Data excerpts —
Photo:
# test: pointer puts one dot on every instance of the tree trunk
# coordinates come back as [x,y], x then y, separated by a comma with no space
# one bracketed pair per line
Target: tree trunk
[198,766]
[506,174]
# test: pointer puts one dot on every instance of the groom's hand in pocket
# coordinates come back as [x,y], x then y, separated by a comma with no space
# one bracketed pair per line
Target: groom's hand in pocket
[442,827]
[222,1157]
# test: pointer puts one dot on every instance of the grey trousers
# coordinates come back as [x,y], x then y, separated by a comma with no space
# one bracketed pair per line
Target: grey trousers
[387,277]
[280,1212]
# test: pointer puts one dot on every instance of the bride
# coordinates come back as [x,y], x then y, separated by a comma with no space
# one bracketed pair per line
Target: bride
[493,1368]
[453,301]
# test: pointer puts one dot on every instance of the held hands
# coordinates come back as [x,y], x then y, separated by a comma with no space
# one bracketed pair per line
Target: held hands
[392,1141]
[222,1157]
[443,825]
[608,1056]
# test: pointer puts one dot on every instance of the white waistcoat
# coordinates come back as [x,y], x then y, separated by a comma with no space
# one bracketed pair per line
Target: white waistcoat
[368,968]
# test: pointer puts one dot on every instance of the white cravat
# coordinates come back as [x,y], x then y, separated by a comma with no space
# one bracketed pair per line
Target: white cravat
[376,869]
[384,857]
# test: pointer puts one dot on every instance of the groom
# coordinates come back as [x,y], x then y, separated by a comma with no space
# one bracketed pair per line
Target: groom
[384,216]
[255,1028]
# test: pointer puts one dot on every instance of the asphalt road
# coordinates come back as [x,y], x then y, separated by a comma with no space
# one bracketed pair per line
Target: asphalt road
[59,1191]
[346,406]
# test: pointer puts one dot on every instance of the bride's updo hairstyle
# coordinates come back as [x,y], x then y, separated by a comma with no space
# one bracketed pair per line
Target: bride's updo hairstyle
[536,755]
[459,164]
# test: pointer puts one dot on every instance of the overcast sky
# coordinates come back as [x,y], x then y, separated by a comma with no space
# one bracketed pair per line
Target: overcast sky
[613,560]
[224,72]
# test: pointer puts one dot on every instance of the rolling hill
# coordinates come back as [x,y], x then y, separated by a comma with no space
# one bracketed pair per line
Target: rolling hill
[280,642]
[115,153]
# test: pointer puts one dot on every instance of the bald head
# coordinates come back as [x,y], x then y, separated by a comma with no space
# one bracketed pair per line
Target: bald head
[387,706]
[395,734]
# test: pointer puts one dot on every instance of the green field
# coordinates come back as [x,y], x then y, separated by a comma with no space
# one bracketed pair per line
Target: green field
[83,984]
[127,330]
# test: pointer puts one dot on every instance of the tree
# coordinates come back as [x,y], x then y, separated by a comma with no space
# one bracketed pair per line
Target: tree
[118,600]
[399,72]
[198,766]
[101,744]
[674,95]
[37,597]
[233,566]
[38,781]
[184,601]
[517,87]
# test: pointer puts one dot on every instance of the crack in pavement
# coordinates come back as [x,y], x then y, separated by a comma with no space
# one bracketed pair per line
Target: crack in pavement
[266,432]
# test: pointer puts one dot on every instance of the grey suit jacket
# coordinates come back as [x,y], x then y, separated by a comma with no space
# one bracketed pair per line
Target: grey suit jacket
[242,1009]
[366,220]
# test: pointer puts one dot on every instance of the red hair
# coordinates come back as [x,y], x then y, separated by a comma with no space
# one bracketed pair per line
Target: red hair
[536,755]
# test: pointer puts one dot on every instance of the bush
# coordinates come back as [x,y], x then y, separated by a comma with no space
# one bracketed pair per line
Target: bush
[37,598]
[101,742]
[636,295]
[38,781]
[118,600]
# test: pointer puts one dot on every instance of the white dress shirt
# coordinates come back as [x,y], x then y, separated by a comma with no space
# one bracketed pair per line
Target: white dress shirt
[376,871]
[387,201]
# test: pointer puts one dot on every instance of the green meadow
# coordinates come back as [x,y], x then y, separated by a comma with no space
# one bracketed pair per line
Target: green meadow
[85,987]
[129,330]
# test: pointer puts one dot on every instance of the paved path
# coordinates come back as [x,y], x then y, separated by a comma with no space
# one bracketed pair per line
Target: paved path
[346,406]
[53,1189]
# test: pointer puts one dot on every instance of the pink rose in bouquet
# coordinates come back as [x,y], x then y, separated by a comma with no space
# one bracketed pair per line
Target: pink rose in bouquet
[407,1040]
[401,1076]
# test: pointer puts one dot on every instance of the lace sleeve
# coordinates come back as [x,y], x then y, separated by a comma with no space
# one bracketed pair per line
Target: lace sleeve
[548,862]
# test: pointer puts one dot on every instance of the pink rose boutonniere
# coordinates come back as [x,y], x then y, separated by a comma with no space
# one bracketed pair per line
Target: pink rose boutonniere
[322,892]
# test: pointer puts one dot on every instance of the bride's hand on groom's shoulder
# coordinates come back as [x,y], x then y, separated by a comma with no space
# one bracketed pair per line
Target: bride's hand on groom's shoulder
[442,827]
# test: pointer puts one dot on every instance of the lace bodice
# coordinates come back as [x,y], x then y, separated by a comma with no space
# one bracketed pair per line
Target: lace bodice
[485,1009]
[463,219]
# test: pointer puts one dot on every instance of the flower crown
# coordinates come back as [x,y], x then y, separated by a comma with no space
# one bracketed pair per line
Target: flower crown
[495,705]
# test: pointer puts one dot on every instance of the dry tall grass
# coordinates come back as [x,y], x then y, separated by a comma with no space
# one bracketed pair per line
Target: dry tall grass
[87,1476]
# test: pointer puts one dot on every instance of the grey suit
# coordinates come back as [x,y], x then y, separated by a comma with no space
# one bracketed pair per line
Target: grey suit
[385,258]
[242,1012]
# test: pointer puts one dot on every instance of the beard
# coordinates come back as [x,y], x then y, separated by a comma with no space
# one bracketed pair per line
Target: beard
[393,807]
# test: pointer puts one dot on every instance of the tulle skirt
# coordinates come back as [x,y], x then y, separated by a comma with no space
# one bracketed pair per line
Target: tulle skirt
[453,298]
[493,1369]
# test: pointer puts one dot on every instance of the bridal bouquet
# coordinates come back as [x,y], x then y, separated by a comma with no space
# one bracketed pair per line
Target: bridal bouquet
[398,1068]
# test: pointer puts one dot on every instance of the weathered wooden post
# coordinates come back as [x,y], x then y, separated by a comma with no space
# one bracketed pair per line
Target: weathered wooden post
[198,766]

Exercise directions — Put every line of all the rows above into a JSON list of strings, one string per line, and leave out blank lines.

Full solution —
[
  "Photo:",
  "# test: pointer puts one dot on every instance of the tree trunk",
  "# coordinates come back as [x,y], x then y, separated by a comma with no space",
  "# one bracketed pair per line",
  "Target: tree trunk",
  "[198,766]",
  "[506,174]",
  "# test: pointer puts one dot on every instance of the groom's hand in pocket",
  "# coordinates come back as [x,y], x then y, separated by a comma with no space",
  "# one bracketed pair per line",
  "Target: groom's hand in pocket",
  "[442,827]",
  "[222,1157]",
  "# test: pointer puts one dot on every instance of the grey trousers",
  "# coordinates come back as [x,y], x then y, separated by a comma with no space",
  "# one bracketed pair per line",
  "Target: grey trousers",
  "[387,277]",
  "[280,1212]",
  "# test: pointer puts one dot on every instance of the bride",
  "# coordinates come back as [x,y], x then y, separated by a comma with no space",
  "# one bracketed pair per line",
  "Target: bride",
  "[493,1368]",
  "[453,301]",
  "# test: pointer puts one dot on every instance of the held hands",
  "# coordinates come back as [x,y], x then y, separated by a comma with no space",
  "# one bracketed pair per line",
  "Target: held hands",
  "[392,1141]",
  "[222,1157]",
  "[443,825]",
  "[608,1056]",
  "# test: pointer puts one dot on every instance of the white waistcoat",
  "# coordinates come back as [x,y], x then y, separated by a comma with no space",
  "# one bracketed pair per line",
  "Target: white waistcoat",
  "[368,968]",
  "# test: pointer puts one dot on every instance of the white cravat",
  "# coordinates come back as [x,y], x then y, separated by a comma with no space",
  "# one bracketed pair per line",
  "Target: white cravat",
  "[376,869]",
  "[384,857]",
  "# test: pointer puts one dot on every instance of the groom",
  "# coordinates come back as [x,y], x then y, separated by a comma with no space",
  "# one bracketed pair per line",
  "Target: groom",
  "[384,216]",
  "[255,1028]",
  "# test: pointer puts one dot on every instance of the asphalt road",
  "# coordinates come back as [x,y], x then y, separated by a comma with no space",
  "# one bracketed pair per line",
  "Target: asphalt road",
  "[59,1191]",
  "[346,406]",
  "# test: pointer puts one dot on every instance of the bride's updo hairstyle",
  "# coordinates come back as [x,y], x then y, separated by a comma with no space",
  "# one bracketed pair per line",
  "Target: bride's updo hairstyle",
  "[536,755]",
  "[459,164]",
  "# test: pointer puts one dot on every instance of the overcast sky",
  "# coordinates come back as [x,y], x then y, separated by a comma with no space",
  "# one bracketed pair per line",
  "Target: overcast sky",
  "[613,560]",
  "[224,72]",
  "# test: pointer puts one dot on every instance of the rolling hill",
  "# coordinates come back as [x,y], x then y, separated by a comma with no space",
  "# one bracketed pair per line",
  "Target: rolling hill",
  "[280,642]",
  "[115,153]",
  "# test: pointer puts one dot on every instance of the bald head",
  "# coordinates come back as [x,y], x then y, separated by a comma with no space",
  "# one bracketed pair per line",
  "Target: bald head",
  "[387,706]",
  "[395,734]",
  "# test: pointer puts one dot on every instance of the green field",
  "# coordinates come back as [x,y], x then y, separated by a comma with no space",
  "# one bracketed pair per line",
  "Target: green field",
  "[83,984]",
  "[127,330]",
  "# test: pointer puts one dot on every instance of the tree",
  "# coordinates come back as [x,y], x then y, separated by a comma with no space",
  "# one bracketed pair per line",
  "Target: tree",
  "[118,600]",
  "[399,72]",
  "[198,766]",
  "[101,744]",
  "[674,95]",
  "[37,597]",
  "[233,566]",
  "[38,781]",
  "[184,601]",
  "[517,87]",
  "# test: pointer puts one dot on every instance of the crack in pavement",
  "# coordinates come back as [x,y], x then y, separated by a comma with no space",
  "# one bracketed pair per line",
  "Target: crack in pavement",
  "[266,432]",
  "# test: pointer puts one dot on every instance of the grey suit jacket",
  "# coordinates come back as [x,y], x then y, separated by a comma with no space",
  "# one bracketed pair per line",
  "Target: grey suit jacket",
  "[242,1009]",
  "[366,220]",
  "# test: pointer puts one dot on every instance of the red hair",
  "# coordinates come back as [x,y], x then y, separated by a comma with no space",
  "# one bracketed pair per line",
  "Target: red hair",
  "[536,755]",
  "# test: pointer puts one dot on every instance of the bush",
  "# coordinates come back as [x,y], x then y, separated by a comma with no space",
  "# one bracketed pair per line",
  "Target: bush",
  "[37,598]",
  "[101,742]",
  "[636,295]",
  "[38,781]",
  "[118,600]",
  "# test: pointer puts one dot on every instance of the white dress shirt",
  "# coordinates come back as [x,y], x then y, separated by a comma with no space",
  "# one bracketed pair per line",
  "Target: white dress shirt",
  "[376,871]",
  "[387,201]",
  "# test: pointer puts one dot on every instance of the green meadow",
  "# coordinates come back as [x,y], x then y, separated by a comma with no space",
  "# one bracketed pair per line",
  "Target: green meadow",
  "[85,987]",
  "[129,330]",
  "# test: pointer puts one dot on every instance of the paved path",
  "# coordinates come back as [x,y], x then y, separated by a comma with no space",
  "# one bracketed pair per line",
  "Target: paved path",
  "[346,406]",
  "[53,1189]",
  "# test: pointer puts one dot on every instance of the pink rose in bouquet",
  "# coordinates come back as [x,y], x then y, separated by a comma with no space",
  "# one bracketed pair per line",
  "Target: pink rose in bouquet",
  "[407,1040]",
  "[401,1076]",
  "# test: pointer puts one dot on every instance of the lace sleeve",
  "# coordinates come back as [x,y], x then y, separated by a comma with no space",
  "# one bracketed pair per line",
  "Target: lace sleeve",
  "[548,862]",
  "# test: pointer puts one dot on every instance of the pink rose boutonniere",
  "# coordinates come back as [x,y], x then y, separated by a comma with no space",
  "# one bracketed pair per line",
  "Target: pink rose boutonniere",
  "[322,892]",
  "# test: pointer puts one dot on every instance of the bride's hand on groom's shoulder",
  "# coordinates come back as [x,y], x then y, separated by a comma with no space",
  "# one bracketed pair per line",
  "Target: bride's hand on groom's shoulder",
  "[442,827]",
  "# test: pointer puts one dot on every instance of the lace bodice",
  "# coordinates come back as [x,y], x then y, separated by a comma with no space",
  "# one bracketed pair per line",
  "Target: lace bodice",
  "[485,1009]",
  "[463,219]",
  "# test: pointer puts one dot on every instance of the flower crown",
  "# coordinates come back as [x,y], x then y, separated by a comma with no space",
  "# one bracketed pair per line",
  "Target: flower crown",
  "[495,705]",
  "# test: pointer puts one dot on every instance of the dry tall grass",
  "# coordinates come back as [x,y], x then y, separated by a comma with no space",
  "# one bracketed pair per line",
  "Target: dry tall grass",
  "[87,1476]",
  "# test: pointer puts one dot on every instance of the grey suit",
  "# coordinates come back as [x,y], x then y, separated by a comma with no space",
  "# one bracketed pair per line",
  "Target: grey suit",
  "[385,258]",
  "[242,1012]",
  "# test: pointer puts one dot on every instance of the beard",
  "# coordinates come back as [x,y], x then y, separated by a comma with no space",
  "# one bracketed pair per line",
  "Target: beard",
  "[393,807]",
  "# test: pointer puts one dot on every instance of the tulle skirt",
  "# coordinates come back as [x,y], x then y, separated by a comma with no space",
  "# one bracketed pair per line",
  "Target: tulle skirt",
  "[453,298]",
  "[493,1369]",
  "# test: pointer puts one dot on every instance of the bridal bouquet",
  "# coordinates come back as [x,y], x then y, separated by a comma with no space",
  "# one bracketed pair per line",
  "Target: bridal bouquet",
  "[398,1068]",
  "# test: pointer puts one dot on every instance of the weathered wooden post",
  "# coordinates come back as [x,y], x then y, separated by a comma with no space",
  "# one bracketed pair per line",
  "Target: weathered wooden post",
  "[198,766]"
]